Repeat every record below exactly as it appears.

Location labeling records
★ ★ ★ ★ ★ ★ ★

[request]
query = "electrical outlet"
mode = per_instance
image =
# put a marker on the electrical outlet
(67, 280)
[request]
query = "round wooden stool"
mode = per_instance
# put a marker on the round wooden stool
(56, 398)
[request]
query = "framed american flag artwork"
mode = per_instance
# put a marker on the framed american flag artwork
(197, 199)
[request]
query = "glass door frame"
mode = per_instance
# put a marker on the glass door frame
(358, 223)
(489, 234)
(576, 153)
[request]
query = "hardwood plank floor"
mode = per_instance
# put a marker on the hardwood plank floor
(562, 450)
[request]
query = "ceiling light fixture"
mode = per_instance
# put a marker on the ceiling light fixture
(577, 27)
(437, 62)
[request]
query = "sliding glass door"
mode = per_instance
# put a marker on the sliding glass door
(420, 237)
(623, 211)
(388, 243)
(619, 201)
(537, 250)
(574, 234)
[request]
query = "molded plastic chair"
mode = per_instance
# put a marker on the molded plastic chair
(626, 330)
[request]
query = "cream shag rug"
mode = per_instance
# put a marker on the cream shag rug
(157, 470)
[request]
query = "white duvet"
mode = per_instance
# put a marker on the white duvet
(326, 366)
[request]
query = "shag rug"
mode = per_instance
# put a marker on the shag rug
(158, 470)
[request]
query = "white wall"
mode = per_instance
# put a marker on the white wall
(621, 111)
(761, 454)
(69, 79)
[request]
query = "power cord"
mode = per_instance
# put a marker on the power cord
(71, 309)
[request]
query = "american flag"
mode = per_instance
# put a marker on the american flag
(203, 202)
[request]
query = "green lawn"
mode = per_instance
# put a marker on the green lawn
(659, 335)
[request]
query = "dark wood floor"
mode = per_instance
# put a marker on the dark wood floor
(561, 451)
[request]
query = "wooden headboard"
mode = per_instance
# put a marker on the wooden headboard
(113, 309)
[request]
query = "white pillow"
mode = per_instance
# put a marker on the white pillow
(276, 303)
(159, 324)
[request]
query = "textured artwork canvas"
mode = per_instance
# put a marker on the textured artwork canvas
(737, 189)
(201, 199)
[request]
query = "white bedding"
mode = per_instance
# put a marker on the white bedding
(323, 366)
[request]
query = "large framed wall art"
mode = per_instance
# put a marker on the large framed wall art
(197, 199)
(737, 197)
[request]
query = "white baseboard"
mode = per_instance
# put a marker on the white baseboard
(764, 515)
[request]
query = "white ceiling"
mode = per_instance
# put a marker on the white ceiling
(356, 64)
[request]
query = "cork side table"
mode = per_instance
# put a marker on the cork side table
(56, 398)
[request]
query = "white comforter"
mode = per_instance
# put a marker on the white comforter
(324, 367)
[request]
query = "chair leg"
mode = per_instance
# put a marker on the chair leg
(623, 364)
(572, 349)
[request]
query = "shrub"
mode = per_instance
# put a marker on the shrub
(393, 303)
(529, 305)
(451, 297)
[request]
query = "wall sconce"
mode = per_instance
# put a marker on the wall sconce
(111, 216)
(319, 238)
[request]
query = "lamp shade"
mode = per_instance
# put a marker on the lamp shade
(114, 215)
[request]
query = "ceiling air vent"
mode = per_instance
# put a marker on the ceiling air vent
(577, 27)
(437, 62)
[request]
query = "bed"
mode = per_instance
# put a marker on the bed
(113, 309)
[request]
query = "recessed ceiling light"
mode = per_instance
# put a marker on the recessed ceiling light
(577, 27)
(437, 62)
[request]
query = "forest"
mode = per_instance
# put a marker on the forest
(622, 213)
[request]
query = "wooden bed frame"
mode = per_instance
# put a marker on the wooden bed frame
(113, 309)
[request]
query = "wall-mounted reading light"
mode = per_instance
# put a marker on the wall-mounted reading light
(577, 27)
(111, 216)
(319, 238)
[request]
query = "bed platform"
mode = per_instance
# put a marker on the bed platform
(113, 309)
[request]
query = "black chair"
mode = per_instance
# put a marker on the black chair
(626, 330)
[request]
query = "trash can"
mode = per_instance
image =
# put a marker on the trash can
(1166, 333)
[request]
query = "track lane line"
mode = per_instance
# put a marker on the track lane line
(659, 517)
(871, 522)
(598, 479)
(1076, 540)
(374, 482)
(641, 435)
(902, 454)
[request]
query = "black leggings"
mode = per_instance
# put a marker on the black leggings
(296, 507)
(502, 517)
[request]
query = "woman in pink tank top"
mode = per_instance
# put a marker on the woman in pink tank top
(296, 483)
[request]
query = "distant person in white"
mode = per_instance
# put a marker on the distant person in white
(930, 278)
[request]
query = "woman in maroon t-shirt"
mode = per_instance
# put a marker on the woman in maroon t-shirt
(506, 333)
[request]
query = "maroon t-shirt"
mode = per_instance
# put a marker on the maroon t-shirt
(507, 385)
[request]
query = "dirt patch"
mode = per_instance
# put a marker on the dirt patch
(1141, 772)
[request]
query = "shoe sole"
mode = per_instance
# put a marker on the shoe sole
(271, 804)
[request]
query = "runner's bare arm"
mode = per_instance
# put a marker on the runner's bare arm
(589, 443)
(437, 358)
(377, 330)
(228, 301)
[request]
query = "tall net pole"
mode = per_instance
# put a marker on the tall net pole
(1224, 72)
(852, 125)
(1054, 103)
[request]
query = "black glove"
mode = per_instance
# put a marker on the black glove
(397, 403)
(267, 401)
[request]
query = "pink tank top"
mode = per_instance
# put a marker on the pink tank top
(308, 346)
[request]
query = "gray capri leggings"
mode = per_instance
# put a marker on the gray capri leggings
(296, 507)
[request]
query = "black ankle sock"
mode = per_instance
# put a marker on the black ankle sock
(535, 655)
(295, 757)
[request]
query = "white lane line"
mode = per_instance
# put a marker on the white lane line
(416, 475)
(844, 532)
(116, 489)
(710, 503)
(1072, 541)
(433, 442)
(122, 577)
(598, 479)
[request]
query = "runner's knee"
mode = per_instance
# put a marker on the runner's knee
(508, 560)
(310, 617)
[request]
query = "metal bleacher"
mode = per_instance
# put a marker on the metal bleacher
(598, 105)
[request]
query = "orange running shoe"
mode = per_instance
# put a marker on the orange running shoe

★ ★ ★ ★ ★ ★ ★

_ANSWER IN FULL_.
[request]
query = "electrical outlet"
mode = per_instance
image =
# put a marker on the electrical outlet
(67, 280)
[request]
query = "round wooden stool"
mode = per_instance
# put a marker on the round wooden stool
(56, 398)
[request]
query = "framed american flag artwork"
mode = per_instance
# put a marker on the framed american flag artwork
(197, 199)
[request]
query = "glass door frame"
mode = per_instance
# put a marker on the glass door frame
(358, 223)
(489, 234)
(576, 153)
[request]
query = "hardwood plank floor"
mode = per_instance
# put a marker on the hardwood plank floor
(562, 450)
[request]
query = "ceiling light fixture"
mode = per_instance
# put a marker on the ceiling light fixture
(577, 27)
(437, 62)
[request]
query = "sliding glass door"
mode = per_instance
# put a marker on the sliding glass door
(420, 237)
(623, 211)
(388, 243)
(619, 201)
(537, 250)
(574, 234)
[request]
query = "molded plastic chair"
mode = per_instance
# put a marker on the molded plastic chair
(626, 330)
[request]
query = "cream shag rug"
mode = per_instance
# put a marker on the cream shag rug
(157, 470)
[request]
query = "white duvet"
mode = per_instance
# put a marker on the white duvet
(326, 366)
[request]
query = "shag rug"
mode = per_instance
# put a marker on the shag rug
(158, 470)
[request]
query = "white wall"
mode = per_instance
# put a marker on the white wall
(621, 111)
(761, 454)
(69, 79)
[request]
query = "power cord"
mode = per_instance
# put a marker on the power cord
(71, 309)
[request]
query = "american flag"
mode = per_instance
# put a marker on the american flag
(203, 202)
[request]
query = "green lawn"
mode = per_instance
# put a marker on the green lawn
(659, 335)
[request]
query = "dark wood floor"
mode = per_instance
# put a marker on the dark wood floor
(561, 451)
[request]
query = "wooden headboard"
mode = per_instance
# put a marker on the wooden headboard
(113, 309)
[request]
query = "white pillow"
mode = per_instance
# put a marker on the white pillow
(276, 303)
(159, 324)
[request]
query = "textured artwork canvas"
mode = per_instance
# put a marker on the textured artwork canvas
(737, 189)
(201, 199)
[request]
query = "white bedding"
mode = per_instance
# put a marker on the white bedding
(323, 366)
[request]
query = "large framed wall art"
mode = per_instance
# put a marker on the large framed wall art
(197, 199)
(737, 197)
[request]
query = "white baseboard"
mode = per_instance
# put a marker on the white baseboard
(764, 515)
[request]
query = "white ceiling"
mode = per_instance
# put a marker on the white ceiling
(356, 64)
[request]
query = "cork side table"
mode = per_instance
# put a marker on the cork side table
(56, 398)
[request]
query = "white comforter"
mode = per_instance
# put a marker on the white comforter
(324, 367)
[request]
query = "chair leg"
mode = per_instance
# put a marker on the chair leg
(623, 364)
(572, 349)
[request]
query = "shrub"
mode = per_instance
# put a marker on the shrub
(393, 303)
(529, 305)
(451, 297)
[request]
query = "wall sconce"
mode = per_instance
# put a marker on the wall sconce
(111, 216)
(319, 238)
[request]
query = "lamp shade"
mode = per_instance
# put a marker on the lamp shade
(114, 215)
[request]
query = "ceiling air vent"
mode = per_instance
# put a marker on the ceiling air vent
(577, 27)
(437, 62)
[request]
query = "bed"
mode = per_instance
# put a marker on the bed
(113, 309)
[request]
query = "recessed ceiling light"
mode = per_instance
# put a marker on the recessed ceiling light
(577, 27)
(437, 62)
[request]
query = "forest"
mode = per_instance
# put a marker on the forest
(622, 213)
[request]
query = "wooden bed frame"
mode = per_instance
# put a marker on the wooden bed frame
(113, 309)
[request]
query = "wall-mounted reading light"
mode = per_instance
# put a marker on the wall-mounted reading light
(577, 27)
(111, 216)
(319, 238)
[request]
query = "bed platform"
mode = per_instance
# put a marker on the bed platform
(113, 309)
[request]
query = "black chair"
mode = per_instance
# put a marker on the black chair
(626, 330)
[request]
query = "trash can"
mode = per_instance
image =
# put a marker on the trash can
(1166, 333)
[request]
query = "track lane line"
mode = per_instance
# put a marker on the track lane line
(659, 517)
(871, 522)
(598, 479)
(1076, 540)
(374, 482)
(641, 435)
(902, 454)
[request]
query = "black leggings"
mode = per_instance
# put a marker on the black leggings
(296, 507)
(502, 517)
[request]
query = "woman in pink tank top"
mode = per_instance
# put a marker on the woman in pink tank top
(296, 483)
[request]
query = "distant person in white"
mode = per_instance
# put a marker on the distant person in white
(930, 278)
[request]
query = "woman in maroon t-shirt"
mode = per_instance
# put a marker on the woman in maroon t-shirt
(506, 333)
[request]
query = "maroon t-shirt"
mode = per_instance
# put a marker on the maroon t-shirt
(507, 385)
[request]
query = "dirt patch"
mode = per_instance
# put a marker on the dirt patch
(1141, 772)
[request]
query = "shoe sole"
mode = per_instance
# put a marker on the shoe sole
(271, 804)
[request]
query = "runner's bare arm"
mode = per_instance
# put a marker on the runner's bare arm
(589, 443)
(437, 358)
(377, 330)
(228, 301)
[request]
query = "tall net pole"
mode = per_instance
# put a marker on the tall net pole
(1224, 72)
(852, 125)
(1054, 103)
[request]
query = "black glove"
mode = per_instance
# put a marker on the black glove
(397, 403)
(267, 401)
[request]
query = "pink tank top"
mode = per_instance
# put a marker on the pink tank top
(308, 346)
[request]
query = "gray capri leggings"
mode = per_instance
# put a marker on the gray capri leggings
(296, 507)
[request]
query = "black ankle sock"
mode = per_instance
# put a marker on the black ankle sock
(535, 655)
(295, 757)
[request]
query = "white lane line"
mode = per_instance
# put a marker on the white lane line
(416, 475)
(844, 532)
(116, 489)
(710, 503)
(1072, 541)
(433, 442)
(122, 577)
(598, 479)
[request]
query = "runner's knee"
mode = per_instance
# put a marker on the runner's knee
(508, 560)
(310, 617)
[request]
query = "metal bleacher"
mode = per_instance
# put a marker on the metal bleacher
(598, 105)
[request]
query = "orange running shoe"
mode = per_instance
# put a marker on the orange running shoe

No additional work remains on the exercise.